----- SUPPLIED INFORMATION

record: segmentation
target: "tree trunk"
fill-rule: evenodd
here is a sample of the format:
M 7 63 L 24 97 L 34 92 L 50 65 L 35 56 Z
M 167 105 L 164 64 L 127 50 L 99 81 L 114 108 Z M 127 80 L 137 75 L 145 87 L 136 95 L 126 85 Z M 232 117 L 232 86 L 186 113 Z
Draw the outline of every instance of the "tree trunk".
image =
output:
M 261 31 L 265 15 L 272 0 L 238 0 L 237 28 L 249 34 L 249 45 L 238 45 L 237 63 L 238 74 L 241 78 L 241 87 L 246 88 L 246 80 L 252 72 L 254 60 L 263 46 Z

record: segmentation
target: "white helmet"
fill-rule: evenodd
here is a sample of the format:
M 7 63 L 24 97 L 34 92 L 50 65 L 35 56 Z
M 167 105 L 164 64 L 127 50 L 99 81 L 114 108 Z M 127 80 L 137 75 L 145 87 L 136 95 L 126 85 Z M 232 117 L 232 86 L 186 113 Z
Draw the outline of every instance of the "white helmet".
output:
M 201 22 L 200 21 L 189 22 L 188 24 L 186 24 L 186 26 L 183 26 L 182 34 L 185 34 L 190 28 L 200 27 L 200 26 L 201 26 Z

----------

Write out both records above line for line, with no changes and nothing left out.

RESULT OF THIS TASK =
record: segmentation
target: "tree trunk"
fill-rule: evenodd
here is a sample of the format:
M 7 63 L 24 97 L 34 92 L 50 65 L 35 56 Z
M 167 105 L 164 64 L 127 50 L 99 81 L 114 108 Z M 127 80 L 137 75 L 145 87 L 136 95 L 126 85 Z M 232 117 L 232 86 L 186 113 Z
Draw the outline of every instance of the "tree trunk".
image =
output:
M 261 31 L 265 15 L 272 0 L 238 0 L 237 28 L 249 34 L 249 45 L 238 45 L 237 63 L 238 74 L 241 78 L 241 87 L 246 88 L 246 80 L 252 72 L 254 60 L 263 46 Z

record: segmentation
target: "white helmet"
fill-rule: evenodd
here is a sample of the format:
M 7 63 L 24 97 L 34 92 L 50 65 L 35 56 Z
M 167 105 L 164 64 L 127 50 L 99 81 L 114 108 Z M 127 80 L 137 75 L 145 87 L 136 95 L 126 85 Z M 232 117 L 232 86 L 186 113 Z
Draw the outline of every instance of the "white helmet".
output:
M 201 22 L 200 21 L 189 22 L 188 24 L 186 24 L 186 26 L 183 26 L 182 34 L 185 34 L 190 28 L 200 27 L 200 26 L 201 26 Z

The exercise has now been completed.